**** Supplied records ****

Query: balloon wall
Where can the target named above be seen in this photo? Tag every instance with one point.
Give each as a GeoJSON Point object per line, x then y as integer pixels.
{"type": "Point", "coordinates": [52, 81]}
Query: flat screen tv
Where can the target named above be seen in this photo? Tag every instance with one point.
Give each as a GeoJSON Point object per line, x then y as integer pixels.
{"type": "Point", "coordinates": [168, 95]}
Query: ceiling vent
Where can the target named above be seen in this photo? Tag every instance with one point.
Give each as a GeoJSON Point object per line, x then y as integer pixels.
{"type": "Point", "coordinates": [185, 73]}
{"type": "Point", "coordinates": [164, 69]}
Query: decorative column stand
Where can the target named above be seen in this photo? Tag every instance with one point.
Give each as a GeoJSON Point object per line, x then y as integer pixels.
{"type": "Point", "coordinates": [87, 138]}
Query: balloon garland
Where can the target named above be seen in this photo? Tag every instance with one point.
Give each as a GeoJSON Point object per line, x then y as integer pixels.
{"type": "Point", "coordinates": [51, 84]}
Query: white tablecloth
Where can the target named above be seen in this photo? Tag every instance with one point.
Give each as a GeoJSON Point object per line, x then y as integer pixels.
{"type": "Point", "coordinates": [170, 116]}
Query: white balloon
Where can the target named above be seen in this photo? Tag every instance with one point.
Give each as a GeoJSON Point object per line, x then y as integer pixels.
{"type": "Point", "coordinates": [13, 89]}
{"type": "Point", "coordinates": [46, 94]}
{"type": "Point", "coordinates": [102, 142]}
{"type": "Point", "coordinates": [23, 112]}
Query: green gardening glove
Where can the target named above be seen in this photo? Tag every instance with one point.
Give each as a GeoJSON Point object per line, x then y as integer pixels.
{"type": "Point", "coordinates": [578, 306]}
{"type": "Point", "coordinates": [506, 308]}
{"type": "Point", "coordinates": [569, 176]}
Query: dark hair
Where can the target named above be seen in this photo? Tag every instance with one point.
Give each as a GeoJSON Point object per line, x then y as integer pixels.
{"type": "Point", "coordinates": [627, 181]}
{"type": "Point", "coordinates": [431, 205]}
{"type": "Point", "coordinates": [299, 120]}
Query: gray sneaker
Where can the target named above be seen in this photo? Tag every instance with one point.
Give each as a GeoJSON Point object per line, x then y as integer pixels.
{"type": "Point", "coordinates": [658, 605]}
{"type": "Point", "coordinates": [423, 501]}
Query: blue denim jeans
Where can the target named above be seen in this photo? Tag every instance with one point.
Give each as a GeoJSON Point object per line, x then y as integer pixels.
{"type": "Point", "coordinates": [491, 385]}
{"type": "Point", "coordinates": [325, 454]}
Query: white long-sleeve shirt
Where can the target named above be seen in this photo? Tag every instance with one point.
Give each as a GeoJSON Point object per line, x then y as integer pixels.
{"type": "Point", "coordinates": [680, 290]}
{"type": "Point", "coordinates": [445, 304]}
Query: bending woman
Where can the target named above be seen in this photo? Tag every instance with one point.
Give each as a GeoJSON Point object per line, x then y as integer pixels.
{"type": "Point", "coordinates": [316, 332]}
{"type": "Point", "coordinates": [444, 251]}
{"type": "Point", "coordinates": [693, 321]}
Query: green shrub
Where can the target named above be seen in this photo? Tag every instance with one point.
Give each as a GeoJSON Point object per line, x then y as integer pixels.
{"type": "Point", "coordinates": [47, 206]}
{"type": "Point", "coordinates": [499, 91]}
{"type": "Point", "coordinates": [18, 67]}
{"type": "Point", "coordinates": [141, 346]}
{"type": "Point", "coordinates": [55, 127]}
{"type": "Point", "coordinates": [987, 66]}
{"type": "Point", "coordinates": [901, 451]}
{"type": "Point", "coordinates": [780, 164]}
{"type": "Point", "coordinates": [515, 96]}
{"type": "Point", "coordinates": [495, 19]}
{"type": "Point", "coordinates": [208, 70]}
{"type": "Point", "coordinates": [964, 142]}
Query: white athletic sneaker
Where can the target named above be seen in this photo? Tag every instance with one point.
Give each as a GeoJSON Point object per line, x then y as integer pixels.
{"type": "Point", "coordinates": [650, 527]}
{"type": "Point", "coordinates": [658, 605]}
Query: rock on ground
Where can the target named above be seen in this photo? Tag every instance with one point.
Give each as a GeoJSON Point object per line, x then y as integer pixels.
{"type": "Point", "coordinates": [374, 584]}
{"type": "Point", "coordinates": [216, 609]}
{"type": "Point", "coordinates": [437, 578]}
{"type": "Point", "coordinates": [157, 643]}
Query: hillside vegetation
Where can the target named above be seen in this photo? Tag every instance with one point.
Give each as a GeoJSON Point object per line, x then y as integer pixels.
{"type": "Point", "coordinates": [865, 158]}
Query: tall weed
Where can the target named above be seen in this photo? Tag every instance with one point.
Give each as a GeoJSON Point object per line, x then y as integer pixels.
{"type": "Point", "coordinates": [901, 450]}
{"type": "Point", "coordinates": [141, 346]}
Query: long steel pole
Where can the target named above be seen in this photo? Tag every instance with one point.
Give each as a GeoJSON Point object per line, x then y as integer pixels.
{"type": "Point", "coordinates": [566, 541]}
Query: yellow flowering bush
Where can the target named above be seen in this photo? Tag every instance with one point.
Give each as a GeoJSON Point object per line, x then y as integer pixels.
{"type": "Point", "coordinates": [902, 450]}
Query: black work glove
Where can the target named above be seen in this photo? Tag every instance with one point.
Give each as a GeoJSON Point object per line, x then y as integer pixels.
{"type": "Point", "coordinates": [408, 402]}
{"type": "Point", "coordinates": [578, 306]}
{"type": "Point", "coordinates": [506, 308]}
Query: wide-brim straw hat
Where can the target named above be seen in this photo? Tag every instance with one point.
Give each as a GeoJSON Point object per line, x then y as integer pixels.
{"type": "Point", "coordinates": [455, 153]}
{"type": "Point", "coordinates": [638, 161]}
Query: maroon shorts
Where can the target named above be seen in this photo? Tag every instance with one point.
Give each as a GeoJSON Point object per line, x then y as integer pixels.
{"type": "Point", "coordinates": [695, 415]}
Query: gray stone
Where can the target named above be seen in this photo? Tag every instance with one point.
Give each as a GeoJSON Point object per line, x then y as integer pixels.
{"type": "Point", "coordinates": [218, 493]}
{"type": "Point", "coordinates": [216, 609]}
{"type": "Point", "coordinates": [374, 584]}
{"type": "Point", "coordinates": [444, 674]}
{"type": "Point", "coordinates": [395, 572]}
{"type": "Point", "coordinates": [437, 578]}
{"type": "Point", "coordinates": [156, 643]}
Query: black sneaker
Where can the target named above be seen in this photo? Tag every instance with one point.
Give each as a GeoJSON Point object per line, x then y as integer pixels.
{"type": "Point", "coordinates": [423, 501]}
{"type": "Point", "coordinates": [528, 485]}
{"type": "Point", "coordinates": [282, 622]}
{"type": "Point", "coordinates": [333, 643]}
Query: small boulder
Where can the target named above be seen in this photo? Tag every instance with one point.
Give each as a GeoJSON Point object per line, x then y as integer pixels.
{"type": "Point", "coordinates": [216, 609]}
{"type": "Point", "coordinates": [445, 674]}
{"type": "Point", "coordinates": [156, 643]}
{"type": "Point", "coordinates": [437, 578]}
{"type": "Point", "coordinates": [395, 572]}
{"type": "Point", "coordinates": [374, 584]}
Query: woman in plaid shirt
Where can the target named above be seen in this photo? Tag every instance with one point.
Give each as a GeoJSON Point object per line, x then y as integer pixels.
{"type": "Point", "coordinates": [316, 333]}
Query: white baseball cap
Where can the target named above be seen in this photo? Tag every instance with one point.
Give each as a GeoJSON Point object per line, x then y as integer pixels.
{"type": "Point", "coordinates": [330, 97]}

****

Problem description
Please output the exact lines of the records above, beginning with the first and stopping after the line that holds "Query: ceiling vent", and nothing else.

Exercise result
Query: balloon wall
Where can the target named above be seen in this photo? Tag every instance with one point.
Give each as a GeoJSON Point object per line, x then y as integer pixels.
{"type": "Point", "coordinates": [52, 81]}
Query: flat screen tv
Where can the target named above be seen in this photo? Tag every instance with one point.
Give each as a GeoJSON Point object per line, x then y as integer pixels.
{"type": "Point", "coordinates": [168, 95]}
Query: ceiling vent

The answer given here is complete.